■ **Document section**:
┌──

Key decisions (from research): - DR1: TS §4 → Acceptance Criteria (verifiable requirements), §5 → Technical Guidance (context, patterns, constraints — NOT implementation) - DR6: HL §7 Principles → TS AC mapping table (mandatory). Each TS contains table: Principle → AC item → Gate - D3: TS §6 = Definition of Failure (hard reject conditions) - D5: Cross-Phase Modifications table for multi-phase tasks - AC dependency annotation: [depends: AC-X] — coordinator explicitly marks dependent AC items

Deliverables: 1. Rewrite TS.md template: Requirements-first structure (§4 AC with [depends] annotation, §5 Technical Guidance, §6 Definition of Failure, Principles Check table) 2. Add 4 anti-patterns to conventions.md §14 3. Add Phase Dependencies section to HL.md template

Phase B: Workflow Gates 🔴

Requires: Phase A ✅

⚠️ Shared files with Phase C: conventions.md (A adds anti-patterns, C adds terminology origin)

Context for coordinator: 1. .tfw/workflows/handoff.md — execution workflow 2. .tfw/workflows/plan.md — planning workflow 3. .tfw/workflows/review.md — review workflow 4. .tfw/templates/ONB.md — ONB template 5. RES iter1 DR2, DR3 — Pre-TS Gate and Execution Loops decisions

Key decisions (from research): - DR2: Pre-TS Gate: coordinator reads RF of latest completed phase in dependency chain before writing next TS - DR3: Execution Loops: mandatory when AC items have [depends] annotations. Independent ACs → linear. Threshold = dependency, not count. - D6: Pre-RF Gate in handoff: executor opens template before writing RF - D9: Coordinator ONB answer rule: no source → give options, don't decide - D10: Reviewer checks HL §7 principles in Judge phase - D11: Session Naming convention: every workflow session starts with naming (Role | Task ID | Phase)

└──

■ **Data supplied**:
┌──

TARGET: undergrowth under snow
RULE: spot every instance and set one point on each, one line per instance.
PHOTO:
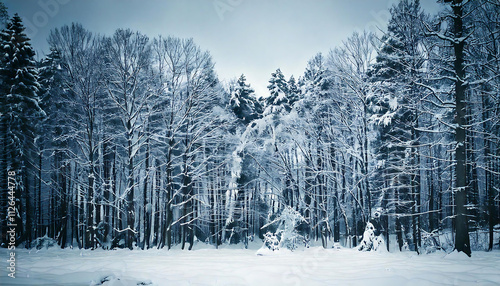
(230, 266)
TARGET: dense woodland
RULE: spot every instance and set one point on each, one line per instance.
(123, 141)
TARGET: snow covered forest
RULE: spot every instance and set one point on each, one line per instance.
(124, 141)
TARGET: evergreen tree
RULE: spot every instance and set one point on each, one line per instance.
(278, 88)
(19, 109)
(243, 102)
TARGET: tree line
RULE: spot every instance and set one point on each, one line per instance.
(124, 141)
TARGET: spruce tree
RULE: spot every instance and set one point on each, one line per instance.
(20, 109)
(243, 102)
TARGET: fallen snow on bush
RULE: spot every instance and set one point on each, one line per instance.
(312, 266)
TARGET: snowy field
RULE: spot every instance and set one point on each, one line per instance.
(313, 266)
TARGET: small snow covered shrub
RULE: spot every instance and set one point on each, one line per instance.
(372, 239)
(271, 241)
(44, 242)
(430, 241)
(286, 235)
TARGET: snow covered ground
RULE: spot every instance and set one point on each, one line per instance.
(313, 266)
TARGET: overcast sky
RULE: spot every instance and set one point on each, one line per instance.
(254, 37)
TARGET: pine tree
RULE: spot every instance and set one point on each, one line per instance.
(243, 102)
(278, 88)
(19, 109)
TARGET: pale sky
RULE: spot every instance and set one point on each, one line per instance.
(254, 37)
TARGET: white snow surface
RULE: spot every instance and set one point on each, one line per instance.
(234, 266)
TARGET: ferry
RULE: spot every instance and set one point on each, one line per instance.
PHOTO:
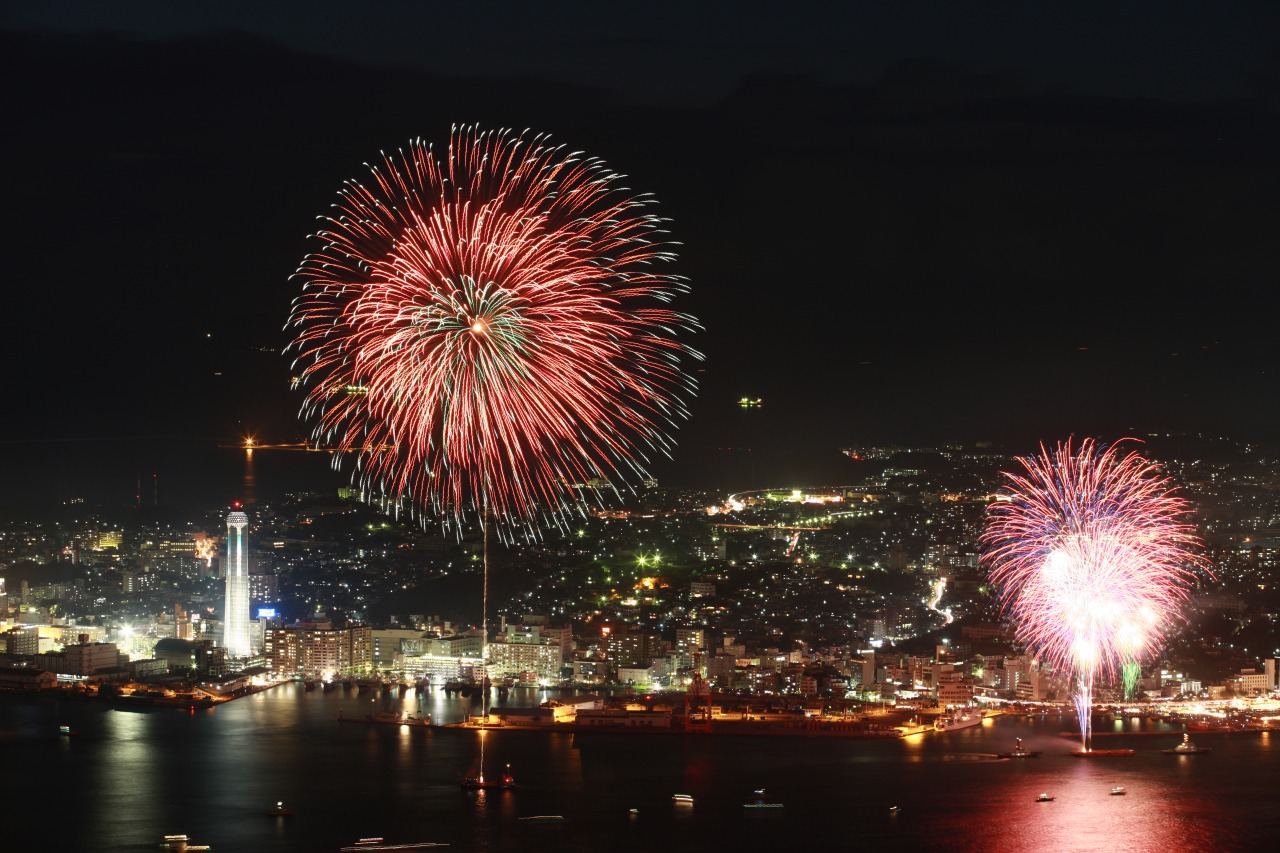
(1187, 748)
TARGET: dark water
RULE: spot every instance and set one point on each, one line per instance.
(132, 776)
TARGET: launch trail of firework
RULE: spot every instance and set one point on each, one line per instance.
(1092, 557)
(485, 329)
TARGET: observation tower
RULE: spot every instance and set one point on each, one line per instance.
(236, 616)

└──

■ **Exercises to complete**:
**A.** Reproduce word for word the stretch of the phase plan from "Key decisions (from research): - DR2: Pre-TS" through "ID | Phase)".
**B.** List every decision identifier in the Phase B key decisions of the phase plan.
The items aren't needed here.

■ **Answers to the problems**:
**A.**
Key decisions (from research): - DR2: Pre-TS Gate: coordinator reads RF of latest completed phase in dependency chain before writing next TS - DR3: Execution Loops: mandatory when AC items have [depends] annotations. Independent ACs → linear. Threshold = dependency, not count. - D6: Pre-RF Gate in handoff: executor opens template before writing RF - D9: Coordinator ONB answer rule: no source → give options, don't decide - D10: Reviewer checks HL §7 principles in Judge phase - D11: Session Naming convention: every workflow session starts with naming (Role | Task ID | Phase)

**B.** DR2, DR3, D6, D9, D10, D11